Named-object pointing records:
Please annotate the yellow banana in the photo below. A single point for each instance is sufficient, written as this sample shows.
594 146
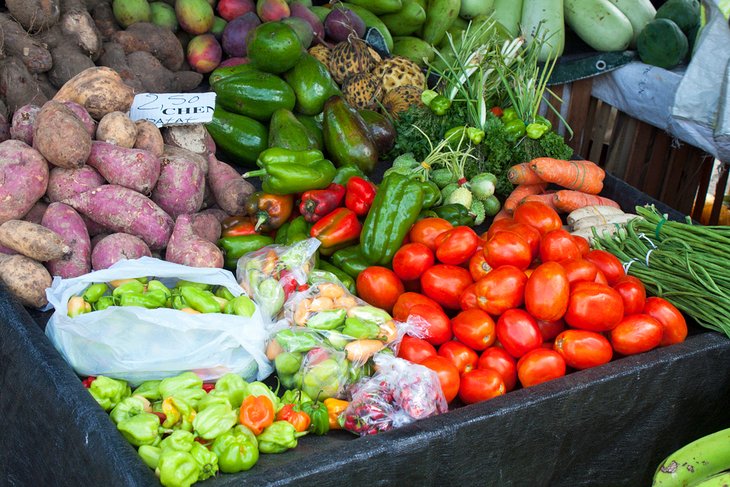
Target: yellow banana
695 462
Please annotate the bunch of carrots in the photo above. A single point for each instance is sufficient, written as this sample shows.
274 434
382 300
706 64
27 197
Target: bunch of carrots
581 180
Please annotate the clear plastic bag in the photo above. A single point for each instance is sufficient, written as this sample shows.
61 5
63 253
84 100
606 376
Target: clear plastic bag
138 344
271 274
399 393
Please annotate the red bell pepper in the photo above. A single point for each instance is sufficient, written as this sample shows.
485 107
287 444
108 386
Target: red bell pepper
360 195
336 230
317 203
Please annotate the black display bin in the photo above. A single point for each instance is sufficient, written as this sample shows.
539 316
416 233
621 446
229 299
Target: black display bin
607 426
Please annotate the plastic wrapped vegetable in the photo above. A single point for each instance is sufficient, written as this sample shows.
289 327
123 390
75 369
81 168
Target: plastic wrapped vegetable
399 393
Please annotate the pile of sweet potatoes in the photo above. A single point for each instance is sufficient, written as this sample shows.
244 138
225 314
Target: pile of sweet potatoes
83 186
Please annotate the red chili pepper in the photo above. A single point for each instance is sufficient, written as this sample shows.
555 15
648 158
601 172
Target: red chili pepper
317 203
336 229
360 195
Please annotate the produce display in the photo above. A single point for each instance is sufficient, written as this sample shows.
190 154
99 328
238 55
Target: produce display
388 224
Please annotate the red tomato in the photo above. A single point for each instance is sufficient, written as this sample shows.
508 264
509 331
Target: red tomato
606 263
547 292
463 357
415 349
480 385
406 301
508 248
538 366
444 284
518 332
594 307
675 326
633 293
456 246
474 328
437 327
425 231
379 286
583 349
447 373
558 245
583 245
550 329
412 260
636 334
478 266
579 270
501 289
497 359
468 299
538 215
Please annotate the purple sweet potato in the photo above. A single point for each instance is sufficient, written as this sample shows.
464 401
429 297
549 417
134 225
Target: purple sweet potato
125 210
181 186
23 179
187 248
132 168
65 183
229 188
66 222
21 127
115 247
60 136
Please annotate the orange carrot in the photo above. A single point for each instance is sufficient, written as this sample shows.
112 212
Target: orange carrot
567 200
520 192
584 176
522 174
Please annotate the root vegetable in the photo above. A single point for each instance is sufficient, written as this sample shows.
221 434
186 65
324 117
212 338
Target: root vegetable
60 136
33 240
132 168
149 138
66 183
229 189
67 223
181 186
23 179
17 42
115 247
118 129
100 90
26 279
125 210
187 248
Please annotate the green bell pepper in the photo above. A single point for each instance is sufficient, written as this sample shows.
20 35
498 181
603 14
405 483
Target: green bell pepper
237 450
351 260
214 420
206 459
109 392
177 468
278 437
142 429
285 171
396 207
234 387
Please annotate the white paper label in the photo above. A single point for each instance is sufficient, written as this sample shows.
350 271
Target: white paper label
173 108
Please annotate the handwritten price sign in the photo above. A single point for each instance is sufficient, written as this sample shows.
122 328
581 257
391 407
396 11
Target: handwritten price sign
173 108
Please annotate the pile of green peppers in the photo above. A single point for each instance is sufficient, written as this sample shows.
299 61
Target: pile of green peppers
187 431
152 294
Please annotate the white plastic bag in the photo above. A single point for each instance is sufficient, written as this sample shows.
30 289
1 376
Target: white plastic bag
138 344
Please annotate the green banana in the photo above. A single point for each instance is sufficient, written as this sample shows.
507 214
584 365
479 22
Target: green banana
696 461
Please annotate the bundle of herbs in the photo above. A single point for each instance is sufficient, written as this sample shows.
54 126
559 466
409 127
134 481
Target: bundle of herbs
684 263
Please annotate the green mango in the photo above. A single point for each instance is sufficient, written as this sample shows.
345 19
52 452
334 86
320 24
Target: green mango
287 132
312 85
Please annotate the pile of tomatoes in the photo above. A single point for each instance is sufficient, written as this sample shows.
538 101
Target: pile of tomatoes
521 304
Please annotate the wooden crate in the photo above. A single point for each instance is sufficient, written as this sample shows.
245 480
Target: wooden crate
644 156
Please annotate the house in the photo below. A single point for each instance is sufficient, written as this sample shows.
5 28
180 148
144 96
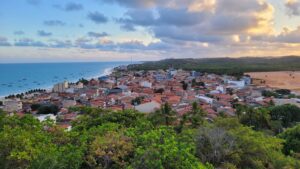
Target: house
146 84
44 117
236 83
148 107
205 99
12 105
60 87
68 103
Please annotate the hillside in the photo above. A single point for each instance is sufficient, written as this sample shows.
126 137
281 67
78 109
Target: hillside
225 65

--- Your goal ---
Copy every line of the data word for word, omitting the images.

--- Exercise response ---
Please annotate the yellow banana in the photo below. A single point for each instance is sufficient, written as this sample shows.
594 146
Target: yellow banana
695 462
Please annotate the bunch of carrots in the photo above. A single point for each instance is sufficient, written as this sample shows.
274 434
382 300
706 64
27 197
Target: bunch of carrots
581 180
Please annotate the clear plastic bag in the photo above. A single point for each instance is sufficient, written as this sample shows.
61 5
63 253
84 100
606 376
Target: clear plastic bag
138 344
271 274
399 393
Please annotate the red bell pepper in the photo above. A single point for each instance is sufficient, written as this sample shows.
485 107
287 444
108 386
Target: red bell pepper
360 195
336 230
317 203
Please annotate the black display bin in the photo above. A single point for each instance is sufficient, written as this sample shows.
539 316
416 233
621 446
229 299
Target: black display bin
607 426
Please annotate the plastic wrapped vegetable in the photo above. A single point for each instance is sufficient, written as this sample shows.
289 327
123 390
75 369
81 168
Target: plastic wrapped vegetable
399 393
Please annotate the pile of sweet potatoes in the photo above. A single point for each instance is sufficient, written as this sample shows.
244 138
225 314
Target: pile of sweet potatoes
83 186
Please annotate the red chili pepper in the photo above. A single point for each instance is sufficient, written as this sample shows.
555 15
648 158
601 172
Target: red chili pepper
317 203
336 229
360 195
Please annotate the produce display in the photo above. A single point for each instance is sufficient, written as this sample shows.
190 154
99 328
238 55
Target: produce display
388 224
Please annotate the red tomato in the photo above. A single point for each instance is sufficient, written as this sample shows.
508 264
509 331
Target: red tomato
606 263
547 292
463 357
415 349
480 385
406 301
508 248
538 366
444 284
518 332
594 307
675 326
633 293
456 246
474 328
437 327
425 231
379 286
583 349
447 373
558 245
583 245
550 329
412 260
636 334
478 266
579 270
501 289
497 359
468 299
538 215
Please annotate the purple sweet potato in the photo above. A single point for each instance is sufficient, written as this sample shows.
464 401
429 297
549 417
134 225
Target: purple sweet potato
125 210
181 186
23 179
187 248
132 168
65 183
229 188
66 222
21 127
115 247
60 136
Please annotate the orange carrot in the photo above. A single point for each instance is sufficient, written as this sample shows.
112 212
Target: orange carrot
567 200
520 192
584 176
522 174
Please annotate the root vegetable in the photo above. A single point for each instance is sufficient, written as this sample shows.
221 434
186 65
324 117
212 338
Target: root vegetable
60 136
33 240
132 168
149 138
66 183
229 189
67 223
181 186
23 179
17 42
115 247
118 129
100 90
26 279
125 210
187 248
Please annotate the green bell pepper in the photo above. A single point for each instance is sufficient, written as this sample shows.
20 35
498 181
603 14
405 483
Target: green bell pepper
237 450
351 260
214 420
206 459
109 392
177 468
278 437
142 429
285 171
396 207
234 387
Please annotate the white paper label in the photo above. A single point for each instance is sufficient, written as this sample shows.
350 271
Target: white paper label
173 108
Please annotate the handwritten price sign in the photo above. A single point for each instance is sufficient, written as this sample shows.
122 328
581 257
391 407
396 11
Target: handwritten price sign
173 108
Please annotate the pile of green peppers in the photo above. A single point for each instance is sufficient, written as this sample shows.
299 61
Target: pile of green peppers
187 431
152 294
Please annotate the white plastic bag in the photo above. A single point for each instance is sufficient, written as this sample shows.
30 289
1 376
Target: white plastic bag
138 344
Please annotate the green banana in the photo above. A single point for each instance is sufficient, written as this sample shows.
507 214
584 365
479 22
Target: green banana
696 461
Please annotate the bundle of herbs in the photo above. A single point for each instance is sufficient, written as this sample shows.
54 126
559 466
409 127
134 481
Target: bundle of herbs
684 263
Please annotate the green mango in the photo above. A single point for each instance is sufficient, written as this sample shows.
345 19
52 452
334 86
320 24
Target: green mango
287 132
312 85
Please annotate the pile of tomatoes in the photo above. A single point for each instance is sufficient, written as this sample shows.
538 101
Target: pile of tomatoes
521 304
Please annotate the wooden crate in the photo above. A single point for each instance is sufficient, written as this sample shows.
245 480
Target: wooden crate
644 156
Please annotate the house in the photo below. A single point for each instance is sufficient, written as this sample shows.
5 28
180 148
144 96
Target: house
146 84
44 117
236 83
148 107
205 99
12 105
60 87
68 103
Please annotate the hillside in the photo above. A single point for each instance is sufficient, written as this sample shows.
126 137
281 67
78 109
Target: hillside
225 65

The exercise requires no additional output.